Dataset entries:
--*--
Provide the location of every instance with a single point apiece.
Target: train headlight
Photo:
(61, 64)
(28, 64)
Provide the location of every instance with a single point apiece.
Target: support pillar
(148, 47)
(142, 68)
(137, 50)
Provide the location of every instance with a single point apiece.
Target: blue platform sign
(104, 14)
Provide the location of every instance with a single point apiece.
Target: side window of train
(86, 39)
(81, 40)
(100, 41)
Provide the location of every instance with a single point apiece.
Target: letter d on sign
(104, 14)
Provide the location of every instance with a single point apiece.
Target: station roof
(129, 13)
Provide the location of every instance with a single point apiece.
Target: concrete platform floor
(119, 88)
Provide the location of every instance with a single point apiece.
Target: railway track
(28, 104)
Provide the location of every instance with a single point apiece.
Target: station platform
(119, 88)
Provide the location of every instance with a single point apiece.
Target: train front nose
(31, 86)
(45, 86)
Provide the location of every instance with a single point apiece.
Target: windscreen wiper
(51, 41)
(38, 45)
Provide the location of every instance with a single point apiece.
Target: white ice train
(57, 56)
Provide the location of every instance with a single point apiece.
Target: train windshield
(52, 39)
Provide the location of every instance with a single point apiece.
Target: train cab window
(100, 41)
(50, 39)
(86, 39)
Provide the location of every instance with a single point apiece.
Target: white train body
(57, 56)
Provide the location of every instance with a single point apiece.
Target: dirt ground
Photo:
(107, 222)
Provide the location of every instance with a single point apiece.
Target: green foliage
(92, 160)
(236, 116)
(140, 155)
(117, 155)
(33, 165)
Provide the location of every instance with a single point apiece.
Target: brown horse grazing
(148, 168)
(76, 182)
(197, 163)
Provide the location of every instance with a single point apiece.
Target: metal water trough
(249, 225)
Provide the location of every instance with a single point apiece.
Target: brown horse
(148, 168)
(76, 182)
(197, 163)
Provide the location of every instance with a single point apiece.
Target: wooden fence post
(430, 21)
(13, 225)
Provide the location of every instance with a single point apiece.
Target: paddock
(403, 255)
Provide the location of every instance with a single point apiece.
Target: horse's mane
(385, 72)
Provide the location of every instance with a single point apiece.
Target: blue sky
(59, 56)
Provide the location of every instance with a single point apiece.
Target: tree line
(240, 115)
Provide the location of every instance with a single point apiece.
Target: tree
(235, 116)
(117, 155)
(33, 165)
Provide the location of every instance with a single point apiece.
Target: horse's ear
--*--
- **About this exercise**
Every record above is to be given again precisely.

- **Output of the exercise**
Provide the location of every instance with a single point apiece.
Target: train headlight
Photo:
(61, 64)
(28, 64)
Provide the location of every instance with a single point apiece.
Target: support pillar
(148, 47)
(142, 68)
(137, 50)
Provide the location of every instance with a single point apiece.
Target: blue platform sign
(104, 14)
Provide the location of every instance with a single point apiece.
Target: side window of train
(86, 39)
(81, 40)
(100, 41)
Provide the location of every instance with a single point apiece.
Target: letter d on sign
(104, 14)
Provide the location of every instance with a single point apiece.
Target: station roof
(129, 13)
Provide the location of every instance with a single point apiece.
Target: concrete platform floor
(119, 88)
Provide the location of every instance with a single point apiece.
Target: railway track
(28, 104)
Provide the location of every instance with a single point apiece.
Target: station platform
(119, 88)
Provide the location of every instance with a single point apiece.
Target: train front nose
(31, 86)
(45, 86)
Provide the location of every instance with a single point apiece.
Target: windscreen wiper
(51, 41)
(38, 45)
Provide the location of every instance with a single point apiece.
Target: white ice train
(57, 56)
Provide the location of every instance with a single point apiece.
Target: train windshield
(52, 39)
Provide the location of every instance with a single point apiece.
Target: train cab window
(100, 41)
(50, 39)
(86, 39)
Provide the location of every instance with a single point apiece.
Target: white train body
(57, 56)
Provide the location of every instance with a single point apiece.
Target: dirt ground
Photo:
(107, 222)
Provide the location of every instance with a single point apiece.
Target: green foliage
(92, 160)
(236, 116)
(140, 155)
(117, 155)
(33, 165)
Provide the location of every instance with a single point apiece.
Target: brown horse grazing
(148, 168)
(76, 182)
(197, 163)
Provide the location of every instance with a single point apiece.
Target: metal water trough
(249, 225)
Provide the location of every instance with a single point apiece.
Target: brown horse
(148, 168)
(76, 182)
(197, 163)
Provide the location of every instance with a single point apiece.
Target: wooden fence post
(430, 21)
(13, 225)
Provide the location of every instance with a single point apiece.
Target: paddock
(403, 255)
Provide the location of every instance with a single point apiece.
Target: horse's mane
(385, 72)
Provide the location of every instance with a single point apiece.
Target: blue sky
(59, 56)
Provide the location of every instance with a single point apiece.
Target: tree line
(240, 115)
Provide the location of every instance with a single point apiece.
Target: tree
(235, 116)
(117, 155)
(33, 165)
Provide the location of every instance with a single point apiece.
Target: horse's ear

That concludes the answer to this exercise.